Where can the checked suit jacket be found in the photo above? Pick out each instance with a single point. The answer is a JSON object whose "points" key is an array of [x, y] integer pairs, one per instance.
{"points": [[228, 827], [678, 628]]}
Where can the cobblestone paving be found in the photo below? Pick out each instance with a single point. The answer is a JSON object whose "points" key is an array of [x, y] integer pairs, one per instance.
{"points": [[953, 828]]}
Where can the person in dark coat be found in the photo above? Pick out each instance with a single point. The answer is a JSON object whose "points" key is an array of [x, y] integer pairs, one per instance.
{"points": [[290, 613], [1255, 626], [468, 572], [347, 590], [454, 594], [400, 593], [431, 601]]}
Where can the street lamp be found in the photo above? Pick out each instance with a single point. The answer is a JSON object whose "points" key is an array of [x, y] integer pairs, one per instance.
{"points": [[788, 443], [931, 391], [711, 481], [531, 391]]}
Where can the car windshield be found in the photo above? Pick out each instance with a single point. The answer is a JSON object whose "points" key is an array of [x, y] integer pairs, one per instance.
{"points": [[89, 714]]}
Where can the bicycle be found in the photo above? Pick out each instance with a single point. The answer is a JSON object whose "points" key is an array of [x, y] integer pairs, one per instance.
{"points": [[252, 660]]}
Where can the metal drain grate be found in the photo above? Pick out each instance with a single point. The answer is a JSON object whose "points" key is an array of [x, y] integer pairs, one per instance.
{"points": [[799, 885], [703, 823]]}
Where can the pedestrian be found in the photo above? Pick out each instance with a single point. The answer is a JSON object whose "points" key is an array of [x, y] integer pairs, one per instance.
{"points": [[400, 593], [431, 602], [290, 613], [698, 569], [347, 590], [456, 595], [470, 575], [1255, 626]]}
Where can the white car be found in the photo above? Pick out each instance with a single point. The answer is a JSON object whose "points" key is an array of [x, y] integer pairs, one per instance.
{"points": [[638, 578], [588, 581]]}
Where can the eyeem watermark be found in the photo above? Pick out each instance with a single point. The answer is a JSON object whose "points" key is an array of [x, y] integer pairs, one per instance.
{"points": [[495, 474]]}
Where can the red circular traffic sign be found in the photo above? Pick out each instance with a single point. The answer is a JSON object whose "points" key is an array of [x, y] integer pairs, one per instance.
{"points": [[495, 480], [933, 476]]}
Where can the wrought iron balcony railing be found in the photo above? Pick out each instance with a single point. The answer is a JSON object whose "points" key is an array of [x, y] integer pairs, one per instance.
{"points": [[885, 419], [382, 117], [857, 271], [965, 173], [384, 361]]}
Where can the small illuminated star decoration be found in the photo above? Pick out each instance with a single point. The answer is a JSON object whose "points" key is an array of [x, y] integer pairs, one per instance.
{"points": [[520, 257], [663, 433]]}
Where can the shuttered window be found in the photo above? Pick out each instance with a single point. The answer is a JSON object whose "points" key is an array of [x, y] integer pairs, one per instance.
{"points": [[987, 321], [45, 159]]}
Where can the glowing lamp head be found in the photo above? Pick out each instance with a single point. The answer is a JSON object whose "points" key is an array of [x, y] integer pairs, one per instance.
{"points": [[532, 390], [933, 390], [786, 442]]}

- **WORK TO DO**:
Return the line that contains "Where can the shuttered" and all lines after it, verbatim, and nothing else.

- **SOLUTION TO THE EXERCISE**:
Where can the shuttered window be found in the photo above? Pick out each instance with a single point. The answer is a JSON object whose "points" key is an array of [x, y] integer pairs, one per instance.
{"points": [[987, 321], [45, 159]]}
Where can the glowing lamp head be found in the photo above? Pick out each instance with a single point. The answer is a JSON object whose "points" key is an array of [x, y] integer pairs, one per instance.
{"points": [[532, 390], [933, 390], [786, 442]]}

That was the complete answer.